→ **SOURCE TEXT**
========================
When setting up a new special purpose vehicle (SPV), shareholder loans from private equity funds and reverse mergers between the SPV and project company are considered the most ingenious deal arrangements in the conventional quasi-REIT restructuring process – with the purpose of establishing an equity-debt structure and avoiding fund idling at project companies.
However, since the China Securities Regulatory Commission’s strengthening supervision of private equity funds and launch of the first batch of pilot publicly offered REITs in recent years, the transaction structure of traditional quasi-REITs has changed significantly.
Apart from explicit exclusion of private equity investment funds by the regulators, the innovation and breakthroughs of publicly offered REITs in equity-debt structuring have inspired as well as challenged the deal structure design of quasi-REITs.
One of the keen market concerns is that, as the regulators have explicitly excluded private equity funds from the quasi-REIT structure, special asset management plans will “directly face” the SPVs or project companies. In this case, could the setup and development of an equity-debt structure be accomplished by issuing shareholder loans directly to the SPVs or project companies?
Defining ‘asset securitisation’
The Notice on Issues Concerning Pilot Asset Securitisation Business of Securities Companies defines asset securitisation as “special asset management activities where a securities company promotes asset-backed beneficiary certificates to domestic institutional investors, sponsors and establishes a special asset management plan, and uses the proceeds to purchase specified assets (i.e. underlying assets) that can generate predictable and stable cash flows from the original beneficial owners according to the agreement, and distribute income from such assets to the holders of beneficiate certificates”.
========================
→ **Some records**
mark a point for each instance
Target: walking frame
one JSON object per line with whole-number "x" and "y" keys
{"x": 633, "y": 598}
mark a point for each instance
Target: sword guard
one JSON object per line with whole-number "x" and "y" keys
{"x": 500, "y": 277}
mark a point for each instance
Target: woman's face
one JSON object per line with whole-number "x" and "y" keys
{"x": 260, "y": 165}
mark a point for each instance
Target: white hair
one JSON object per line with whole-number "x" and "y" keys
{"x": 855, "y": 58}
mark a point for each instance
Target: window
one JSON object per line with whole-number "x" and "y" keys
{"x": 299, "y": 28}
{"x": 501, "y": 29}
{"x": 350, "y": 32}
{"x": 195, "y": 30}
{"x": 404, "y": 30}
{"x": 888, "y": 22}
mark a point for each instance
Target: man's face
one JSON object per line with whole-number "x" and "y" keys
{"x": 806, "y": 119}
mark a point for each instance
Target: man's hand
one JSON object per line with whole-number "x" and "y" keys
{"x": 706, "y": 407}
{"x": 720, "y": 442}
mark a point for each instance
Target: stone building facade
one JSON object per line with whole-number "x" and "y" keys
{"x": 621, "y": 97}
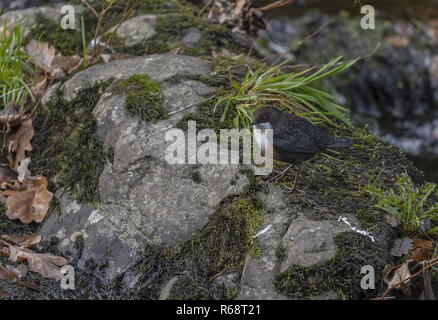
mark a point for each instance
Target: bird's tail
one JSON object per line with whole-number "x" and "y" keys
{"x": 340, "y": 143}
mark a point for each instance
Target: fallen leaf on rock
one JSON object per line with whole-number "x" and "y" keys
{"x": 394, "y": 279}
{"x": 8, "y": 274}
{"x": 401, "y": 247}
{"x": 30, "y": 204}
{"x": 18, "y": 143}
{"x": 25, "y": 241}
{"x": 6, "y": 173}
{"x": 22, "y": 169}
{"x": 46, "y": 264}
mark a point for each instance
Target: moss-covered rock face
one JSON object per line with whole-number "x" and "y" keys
========================
Can you reproduce the quasi-REIT text word for word, from "However, since the" up to and including "design of quasi-REITs."?

→ **EXERCISE RESULT**
However, since the China Securities Regulatory Commission’s strengthening supervision of private equity funds and launch of the first batch of pilot publicly offered REITs in recent years, the transaction structure of traditional quasi-REITs has changed significantly.
Apart from explicit exclusion of private equity investment funds by the regulators, the innovation and breakthroughs of publicly offered REITs in equity-debt structuring have inspired as well as challenged the deal structure design of quasi-REITs.